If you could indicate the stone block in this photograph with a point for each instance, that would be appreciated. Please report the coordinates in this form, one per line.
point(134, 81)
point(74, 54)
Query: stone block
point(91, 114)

* Problem description
All of the data should be retyped exactly.

* Answer for this exercise
If you could indicate the stone block in this photograph with a point for each instance, that would be appreciated. Please report the coordinates in this form, one per line.
point(134, 81)
point(74, 54)
Query: stone block
point(91, 114)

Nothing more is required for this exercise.